(Saved data entries)
======

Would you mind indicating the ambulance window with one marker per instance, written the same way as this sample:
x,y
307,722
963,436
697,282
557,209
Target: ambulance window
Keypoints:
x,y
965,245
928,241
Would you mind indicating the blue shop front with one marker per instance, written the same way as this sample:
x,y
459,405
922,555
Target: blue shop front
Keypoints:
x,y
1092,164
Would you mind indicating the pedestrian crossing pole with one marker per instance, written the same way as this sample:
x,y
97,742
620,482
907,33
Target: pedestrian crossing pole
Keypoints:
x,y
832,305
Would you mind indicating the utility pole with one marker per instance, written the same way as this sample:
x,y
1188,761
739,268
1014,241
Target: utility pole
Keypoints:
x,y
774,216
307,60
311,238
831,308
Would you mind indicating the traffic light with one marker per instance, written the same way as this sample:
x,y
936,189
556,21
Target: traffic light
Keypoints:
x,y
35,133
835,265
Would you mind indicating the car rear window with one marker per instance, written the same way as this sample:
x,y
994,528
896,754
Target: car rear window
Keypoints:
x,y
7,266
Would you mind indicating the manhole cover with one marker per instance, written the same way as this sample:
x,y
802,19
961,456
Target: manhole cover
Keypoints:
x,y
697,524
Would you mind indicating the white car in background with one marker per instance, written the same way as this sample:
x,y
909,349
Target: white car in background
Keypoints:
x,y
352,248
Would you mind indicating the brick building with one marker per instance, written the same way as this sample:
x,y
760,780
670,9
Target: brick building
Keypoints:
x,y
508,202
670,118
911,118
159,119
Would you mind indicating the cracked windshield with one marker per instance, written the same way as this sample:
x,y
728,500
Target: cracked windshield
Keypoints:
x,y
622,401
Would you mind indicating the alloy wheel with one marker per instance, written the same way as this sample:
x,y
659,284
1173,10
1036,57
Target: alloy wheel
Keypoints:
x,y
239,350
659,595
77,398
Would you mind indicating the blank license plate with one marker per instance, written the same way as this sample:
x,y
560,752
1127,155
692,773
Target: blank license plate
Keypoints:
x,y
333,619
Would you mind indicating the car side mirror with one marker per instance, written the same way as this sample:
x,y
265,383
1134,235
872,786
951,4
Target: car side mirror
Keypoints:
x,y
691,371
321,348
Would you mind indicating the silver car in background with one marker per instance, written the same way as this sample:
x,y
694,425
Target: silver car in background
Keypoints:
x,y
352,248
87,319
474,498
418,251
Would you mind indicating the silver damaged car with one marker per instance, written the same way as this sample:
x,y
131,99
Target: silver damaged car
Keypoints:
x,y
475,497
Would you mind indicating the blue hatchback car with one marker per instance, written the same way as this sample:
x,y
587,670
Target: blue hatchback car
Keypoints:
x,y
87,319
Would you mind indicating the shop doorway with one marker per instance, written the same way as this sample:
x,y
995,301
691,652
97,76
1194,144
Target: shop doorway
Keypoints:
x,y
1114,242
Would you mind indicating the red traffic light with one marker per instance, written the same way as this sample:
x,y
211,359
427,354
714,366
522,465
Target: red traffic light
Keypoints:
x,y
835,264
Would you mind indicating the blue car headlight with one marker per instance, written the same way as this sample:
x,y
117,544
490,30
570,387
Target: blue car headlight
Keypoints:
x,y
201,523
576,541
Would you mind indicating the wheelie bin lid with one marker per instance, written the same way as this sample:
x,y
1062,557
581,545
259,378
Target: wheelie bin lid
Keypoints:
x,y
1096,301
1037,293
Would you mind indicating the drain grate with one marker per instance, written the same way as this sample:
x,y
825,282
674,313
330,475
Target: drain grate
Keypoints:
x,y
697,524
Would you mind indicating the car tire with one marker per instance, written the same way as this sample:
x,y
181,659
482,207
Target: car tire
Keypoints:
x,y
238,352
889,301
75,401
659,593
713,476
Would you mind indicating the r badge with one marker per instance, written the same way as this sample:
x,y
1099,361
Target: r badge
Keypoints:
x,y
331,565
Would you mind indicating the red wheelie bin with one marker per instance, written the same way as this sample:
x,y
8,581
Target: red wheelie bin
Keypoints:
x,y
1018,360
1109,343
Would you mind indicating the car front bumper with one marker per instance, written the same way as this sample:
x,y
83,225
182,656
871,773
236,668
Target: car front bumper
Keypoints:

======

* Work instructions
Write the records out once more. Change nothing.

* Response area
Would you mind indicating the ambulance window with one marker per instance, written the same way as this sample:
x,y
307,722
963,436
697,282
557,209
Target: ambulance window
Keypoints:
x,y
965,245
928,241
Would you mind indicating the blue shop front with one marker per instance, written the same way as this sample:
x,y
459,405
922,555
Target: blue shop front
Keypoints:
x,y
1092,164
Would you mind indicating the pedestrian crossing pole with one marker per instance, written the same way as this sample:
x,y
97,742
620,482
907,33
Target: pedestrian crossing pole
Keypoints:
x,y
832,305
Would you mind indicating the utility pole with one marker per instance, written the same way as this sample:
x,y
1188,761
739,268
1014,241
Target: utility pole
Keypoints:
x,y
774,216
307,60
311,238
831,308
Would you mind indicating the traffic light with one marker per instance, written the same way as this sample:
x,y
936,189
556,21
Target: traffic light
Keypoints:
x,y
35,133
835,265
Would you mind indicating the car rear window with one marker per instance, written the same way as this sample:
x,y
994,528
896,754
Target: car rear window
Keypoints:
x,y
7,266
Would you mind indicating the manhole cover with one marker per instance, written the same way as this sample:
x,y
802,19
961,456
Target: manhole cover
Keypoints:
x,y
697,524
Would you mind indicating the white car in background with one marker per instance, written the same way as this sample:
x,y
909,349
Target: white car in background
Keypoints:
x,y
352,248
Would you mind indicating the brick building with one marker per instance, written the same way as this sample:
x,y
760,780
670,9
Target: brick building
Keypoints:
x,y
508,202
670,118
911,118
159,119
Would you mind indicating the cracked windshield with one marker per instance, written the same way as this sample:
x,y
728,500
Target: cracked windshield
Keypoints:
x,y
622,401
Would you mind indicating the alloy wheel with one marker per instance, written the same way as this sample:
x,y
659,284
1173,10
1036,57
Target: alloy wheel
Keypoints:
x,y
239,350
659,595
77,398
Would you mind indicating the blank license plate with one marker per instance, written the same way as this sample:
x,y
560,752
1127,155
692,773
Target: blank license plate
Keypoints:
x,y
333,619
Would you mind indicating the car side mirror with one marker per instance, written the same way as this sample:
x,y
265,383
1134,235
872,786
951,4
Target: car side mirror
Keypoints:
x,y
691,371
321,348
Would you mind indicating the silver car in background with one marker per instance, written the same way as this sample:
x,y
694,425
Target: silver car in background
Keypoints:
x,y
352,248
87,319
474,498
418,251
Would you mind indicating the silver damaged car with one marker per instance, written the same way as this sample:
x,y
131,99
Target: silver damaged car
Keypoints:
x,y
475,497
Would you mind indicating the blue hatchback car with one marker per instance, written the same way as this sample:
x,y
587,670
Target: blue hatchback car
Keypoints:
x,y
87,319
Would you mind indicating the shop doorway with one marker per instance, written the same way as this sample:
x,y
995,301
691,652
97,76
1194,144
Target: shop doorway
Keypoints:
x,y
1114,242
Would you mind indicating the red traffic light with one marker per instance, written the same way as this sample:
x,y
211,359
427,354
714,366
522,465
Target: red traffic light
Keypoints:
x,y
835,264
Would you mind indicating the blue car headlight with one marker per instance, written the same way as this sample:
x,y
117,544
490,30
570,387
Target: blue car headlight
Keypoints:
x,y
201,523
576,541
Would you mind indicating the wheelie bin lid with one marker per instance, written the same way as this sample:
x,y
1062,557
581,545
259,378
Target: wheelie bin lid
Keypoints:
x,y
1096,301
1037,293
Would you mind indicating the drain grate with one marker per instance, written the same way as this sample:
x,y
825,282
674,313
330,475
Target: drain grate
Keypoints:
x,y
697,524
Would you mind indicating the car tire with one marker per instance, written the same way as this sample:
x,y
181,659
482,207
Target: car tire
Keypoints:
x,y
238,352
889,301
75,401
659,593
713,476
Would you mind indicating the r badge with one marker per instance, written the same way as this sample:
x,y
1099,361
Target: r badge
Keypoints:
x,y
331,565
Would you mind indicating the red wheelie bin with one marker per instance, written the same way as this sample:
x,y
8,581
Target: red wheelie bin
Keypoints:
x,y
1018,360
1109,343
Would you mind indicating the car front bumper with one marker per instance, written the same way as this sample:
x,y
83,225
182,656
871,773
236,668
Target: car front bumper
Keypoints:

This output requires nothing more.